4. Bunn Box Ball Toss
It’s easy to stage every time out from the dugout and have a game full of contests that “feel” alike. The TinCaps avoid this trap with several promotions, including a great spectacle promotion staged atop their center field Tuthill 400 Club. The Tuthill 400 Club is unique experience for groups from 20-150 guest, but in-game they use this perch for a contest.
The game pits two contestants against each other trying to throw a softball into a bin that is rolled out into center field. It’s a fun 90 seconds with the host commentating the action…and its so much more compelling due to the setting. Take a look:
Teams have contests every night. It is worth looking to see that your contests start and end in different places, have a range of contestants, and have a varying degree of difficulty. It makes each one a little more interesting and compelling.
5. Full-Time Staff Make the Best Operations Team
While meeting the PA voice, music operator and video director each were introduced with their game-night role and their full-time job title. Jared, Melissa and Tony spend their days in the office and game nights in the control booth. Michael explained the internal knowledge they have from being full time shapes their actions behind the controls, creating a great synergy and a better show. There is a trust in how they will produce the show, since the each full understand the goals and motivations of the team and are vested in the team’s vision. “These guys know the team vision and they strive to make the show the best it can be,” which can be harder to achieve with part-time game night staff.
In addition to knowing the team philosophy they also have years of experience together. This familiar crew is more nimble to make quick in-game changes to the script, all in an effort to make the show shine.

### What to do
Quote the passage of the article on the TinCaps' game-night promotions starting at "5. Full-Time Staff" and ending at "game night staff.". The lines after this article are separate material.

### Source material
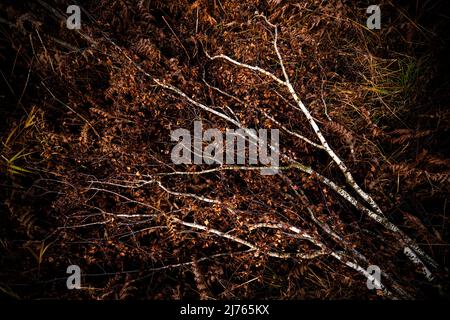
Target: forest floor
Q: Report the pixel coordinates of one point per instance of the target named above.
(86, 176)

### Expected answer
5. Full-Time Staff Make the Best Operations Team
While meeting the PA voice, music operator and video director each were introduced with their game-night role and their full-time job title. Jared, Melissa and Tony spend their days in the office and game nights in the control booth. Michael explained the internal knowledge they have from being full time shapes their actions behind the controls, creating a great synergy and a better show. There is a trust in how they will produce the show, since the each full understand the goals and motivations of the team and are vested in the team’s vision. “These guys know the team vision and they strive to make the show the best it can be,” which can be harder to achieve with part-time game night staff.